# [TESTO DELLA PAGINA]

Comunque vada, non si comprende come questo tipo d’investimenti pubblici possa essere di aiuto per un realistico sviluppo rurale del territorio che, effettivamente, avrebbe tanto bisogno di un valido piano programmato (quantomeno a livello provinciale) di ricostituzione delle antiche opere di terrazzamento delle pendici collinari, della messa in sicurezza delle strade di penetrazione agricola, della captazione e deflusso controllato delle acque piovane e sorgive in eccesso, e della ricostituzione delle antiche reti di canalizzazione e stoccaggio delle acque per uso irriguo e, contemporaneamente, di una programmazione della piantumazione di frutteti e aree boschive. E invece nulla di tutto questo, solo progetti che includono cementificazioni e altre attività che rievocano tristemente logiche di un sistema politico-clientelare che nella pratica fu appena scalfito da valide ma ormai vecchie indagini.

In una situazione sociale ed economica quale quella di Fiumedinisi, paese ridotto a circa 1300 abitanti, le attività di primario interesse rurale dovrebbero essere finanziate e completate prima ancora di quelle della filiera agro-turistica. Qualche centinaio o migliaio di turisti all’anno, di quelli con colazione a sacco, impietosamente soprannominati “mordi e fuggi” non possono essere considerati idonei a generare uno sviluppo sostenibile del turismo basato sulle filiere "culturale" e "paesaggistica-naturalistica". Tantomeno se associate ad attività condotte con deturpazioni, quali ne sono testimoni gli spianamenti creati da ruspe per far luogo a piazzali cementificati, e altre follie paesane, frutto delle profonde incapacità professionali della classe dirigenziale locale regionale che si accompagnano a quelle politiche.

 

Una tipica vicenda alla Siciliana

Quanto si sta perpetuando ai danni del patrimonio ambientale e culturale di Fiumedinisi è una delle conseguenze dell’inquietante cappa di omertà istituzionali che, da decenni, permette di silenziare gravi vicende perpetuate impunemente con denari pubblici. Si tratta di danni spesso irreparabili, avvenuti anche a causa della totale assenza di richieste del formale riconoscimento regionale di parti del territorio quali “aree archeologiche”, dell’emissione di vincoli di tutela paesaggistica, e di approfonditi studi geofisici per la determinazione del grado di instabilità strutturale dell’area sede del Castello Belvedere, lasciandolo in tal modo al deterioramento o, più recentemente, a restauri e scavi inadeguati.

# [COMPITO]
Riporta il passo del testo su Fiumedinisi compreso tra "Quanto si sta" e "e scavi inadeguati.", estremi inclusi, sostituendo "denari pubblici" con "fondi pubblici".

# [INFORMAZIONI FORNITE]
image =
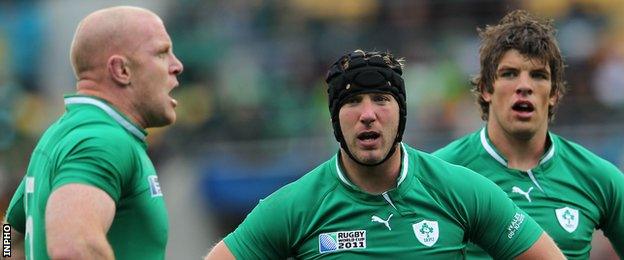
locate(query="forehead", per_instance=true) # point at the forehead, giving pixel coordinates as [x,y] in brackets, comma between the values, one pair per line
[151,33]
[514,59]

# [RISPOSTA AL PROBLEMA]
Quanto si sta perpetuando ai danni del patrimonio ambientale e culturale di Fiumedinisi è una delle conseguenze dell’inquietante cappa di omertà istituzionali che, da decenni, permette di silenziare gravi vicende perpetuate impunemente con fondi pubblici. Si tratta di danni spesso irreparabili, avvenuti anche a causa della totale assenza di richieste del formale riconoscimento regionale di parti del territorio quali “aree archeologiche”, dell’emissione di vincoli di tutela paesaggistica, e di approfonditi studi geofisici per la determinazione del grado di instabilità strutturale dell’area sede del Castello Belvedere, lasciandolo in tal modo al deterioramento o, più recentemente, a restauri e scavi inadeguati.